(Beginning of Raw data)

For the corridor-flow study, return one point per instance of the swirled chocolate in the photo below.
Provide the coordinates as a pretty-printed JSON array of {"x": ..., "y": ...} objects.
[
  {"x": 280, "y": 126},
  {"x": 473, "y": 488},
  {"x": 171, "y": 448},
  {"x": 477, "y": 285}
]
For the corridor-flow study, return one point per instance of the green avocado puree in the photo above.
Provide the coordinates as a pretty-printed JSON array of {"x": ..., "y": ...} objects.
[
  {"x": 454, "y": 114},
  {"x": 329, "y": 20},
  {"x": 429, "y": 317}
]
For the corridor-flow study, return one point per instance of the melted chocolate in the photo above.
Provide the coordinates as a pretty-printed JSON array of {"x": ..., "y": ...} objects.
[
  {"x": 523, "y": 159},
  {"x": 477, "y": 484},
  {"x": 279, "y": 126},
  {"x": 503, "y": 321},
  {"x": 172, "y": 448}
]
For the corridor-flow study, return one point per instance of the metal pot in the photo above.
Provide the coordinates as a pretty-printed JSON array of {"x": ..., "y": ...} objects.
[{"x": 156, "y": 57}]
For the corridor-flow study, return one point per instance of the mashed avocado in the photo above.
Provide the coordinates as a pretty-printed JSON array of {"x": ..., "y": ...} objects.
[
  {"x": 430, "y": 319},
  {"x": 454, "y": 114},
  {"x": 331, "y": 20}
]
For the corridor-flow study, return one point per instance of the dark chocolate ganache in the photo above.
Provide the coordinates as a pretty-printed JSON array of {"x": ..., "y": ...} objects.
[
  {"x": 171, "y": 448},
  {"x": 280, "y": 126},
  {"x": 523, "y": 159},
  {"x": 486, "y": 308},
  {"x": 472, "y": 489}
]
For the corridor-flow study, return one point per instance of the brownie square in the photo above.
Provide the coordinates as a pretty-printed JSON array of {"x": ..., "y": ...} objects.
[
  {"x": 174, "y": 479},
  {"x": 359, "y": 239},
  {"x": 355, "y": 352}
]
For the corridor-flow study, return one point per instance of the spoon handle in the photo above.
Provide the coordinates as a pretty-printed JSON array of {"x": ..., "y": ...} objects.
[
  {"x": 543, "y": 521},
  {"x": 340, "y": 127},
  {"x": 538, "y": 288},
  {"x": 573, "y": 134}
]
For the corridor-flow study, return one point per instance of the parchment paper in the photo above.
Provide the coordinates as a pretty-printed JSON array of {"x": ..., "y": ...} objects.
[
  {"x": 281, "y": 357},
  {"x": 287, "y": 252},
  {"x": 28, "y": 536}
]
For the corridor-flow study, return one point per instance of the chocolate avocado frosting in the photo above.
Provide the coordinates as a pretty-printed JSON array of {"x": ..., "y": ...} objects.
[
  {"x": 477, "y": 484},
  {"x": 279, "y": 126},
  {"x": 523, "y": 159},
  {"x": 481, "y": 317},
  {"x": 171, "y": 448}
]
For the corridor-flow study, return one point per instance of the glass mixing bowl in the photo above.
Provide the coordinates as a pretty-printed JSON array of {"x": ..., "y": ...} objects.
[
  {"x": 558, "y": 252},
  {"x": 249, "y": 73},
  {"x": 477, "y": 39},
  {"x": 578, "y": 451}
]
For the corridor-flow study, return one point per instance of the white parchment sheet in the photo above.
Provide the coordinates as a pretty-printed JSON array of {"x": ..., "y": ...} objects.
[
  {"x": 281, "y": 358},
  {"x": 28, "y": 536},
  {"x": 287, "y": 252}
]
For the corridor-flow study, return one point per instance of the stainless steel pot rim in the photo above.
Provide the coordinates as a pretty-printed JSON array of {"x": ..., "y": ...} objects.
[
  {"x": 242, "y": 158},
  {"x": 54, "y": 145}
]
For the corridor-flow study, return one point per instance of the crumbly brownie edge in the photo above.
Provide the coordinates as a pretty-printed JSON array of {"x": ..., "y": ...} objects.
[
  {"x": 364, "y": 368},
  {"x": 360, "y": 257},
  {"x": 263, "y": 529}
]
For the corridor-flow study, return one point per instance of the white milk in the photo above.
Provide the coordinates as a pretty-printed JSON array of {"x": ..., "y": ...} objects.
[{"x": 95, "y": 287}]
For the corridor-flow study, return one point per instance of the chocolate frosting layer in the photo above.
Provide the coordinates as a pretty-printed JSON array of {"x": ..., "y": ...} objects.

(End of Raw data)

(Work required) Word for word, restate the entries that appear above.

(Exercise output)
For the corridor-flow study, return one point per instance of the swirled chocolate in the photo below.
Provide the coordinates as a pretty-printed JSON array of {"x": ..., "y": ...} objects.
[
  {"x": 280, "y": 126},
  {"x": 473, "y": 488},
  {"x": 171, "y": 448},
  {"x": 477, "y": 285}
]
For the corridor-flow study, return one point per instance of the green avocado puree in the photo above.
Provide the coordinates as a pretty-printed JSON array of {"x": ..., "y": ...} objects.
[
  {"x": 454, "y": 114},
  {"x": 329, "y": 20},
  {"x": 429, "y": 317}
]
For the corridor-flow study, return one point per instance of the melted chocolate in the photo above.
Provide the coordinates as a pretty-printed JSON array of {"x": ..., "y": ...} objects.
[
  {"x": 523, "y": 159},
  {"x": 477, "y": 484},
  {"x": 279, "y": 126},
  {"x": 503, "y": 321},
  {"x": 172, "y": 448}
]
For the corridor-flow study, return one point per instance of the metal pot in the photo above.
Provide the coordinates as a pretty-printed JSON array of {"x": ..., "y": ...} objects.
[{"x": 156, "y": 57}]
For the corridor-flow study, return one point per instance of the mashed avocado in the photo above.
Provide the coordinates as a pretty-printed JSON array of {"x": ..., "y": ...} objects.
[
  {"x": 430, "y": 319},
  {"x": 454, "y": 114},
  {"x": 331, "y": 20}
]
For the corridor-flow study, return one point per instance of the dark chocolate ganache in the photo above.
Provide the coordinates as a pretty-printed JSON array of {"x": ..., "y": ...} objects.
[
  {"x": 171, "y": 448},
  {"x": 280, "y": 126},
  {"x": 523, "y": 159},
  {"x": 486, "y": 308},
  {"x": 472, "y": 489}
]
For the corridor-flow study, return one point per instance of the brownie square in the photo above.
Provide the coordinates as a pretty-printed JSON array of {"x": ..., "y": ...} objects.
[
  {"x": 174, "y": 479},
  {"x": 359, "y": 239},
  {"x": 355, "y": 352}
]
For the corridor-flow study, return one point per instance of the spoon handle in the photo above.
Provide the coordinates as a pretty-printed JSON array of {"x": ..., "y": ...} objects.
[
  {"x": 543, "y": 521},
  {"x": 340, "y": 127},
  {"x": 538, "y": 288},
  {"x": 573, "y": 134}
]
For the corridor-flow study, return one point per instance of the parchment paper in the photo above.
Provide the coordinates as a pretty-printed JSON array of {"x": ..., "y": ...} objects.
[
  {"x": 281, "y": 357},
  {"x": 287, "y": 252},
  {"x": 28, "y": 536}
]
For the corridor-flow study, return one point per instance of the chocolate avocado frosting in the photo above.
Provide the coordinates as a pretty-printed JSON array of {"x": ..., "y": ...} objects.
[
  {"x": 477, "y": 484},
  {"x": 279, "y": 126},
  {"x": 523, "y": 159},
  {"x": 481, "y": 317},
  {"x": 171, "y": 448}
]
For the corridor-flow study, return one point per instance of the glass mixing bowl in the photo above.
Provide the coordinates as a pretty-printed JSON array of {"x": ..., "y": ...} objects.
[
  {"x": 558, "y": 252},
  {"x": 249, "y": 73},
  {"x": 477, "y": 39},
  {"x": 578, "y": 451}
]
For the corridor-flow study, return one point per instance of the white parchment sheet in the photo above.
Provide the coordinates as a pretty-printed JSON array of {"x": ..., "y": ...} objects.
[
  {"x": 281, "y": 358},
  {"x": 28, "y": 536},
  {"x": 287, "y": 252}
]
For the corridor-flow study, return one point per instance of the stainless steel pot rim in the photo above.
Provide the coordinates as a pretty-printed JSON array of {"x": ..., "y": ...} objects.
[
  {"x": 242, "y": 158},
  {"x": 54, "y": 145}
]
For the corridor-flow study, return one point per instance of the crumbly brownie edge in the photo above.
Provide the coordinates as a pretty-printed JSON array of {"x": ..., "y": ...} objects.
[
  {"x": 364, "y": 368},
  {"x": 360, "y": 257},
  {"x": 263, "y": 529}
]
For the corridor-flow study, return one point per instance of the white milk in the photo above.
Provide the coordinates as a pretty-printed JSON array of {"x": ..., "y": ...} objects.
[{"x": 95, "y": 287}]
For the corridor-flow study, return one point per instance of the chocolate frosting layer in the photo above.
Provide the coordinates as a pretty-printed JSON array of {"x": ..., "y": ...} objects.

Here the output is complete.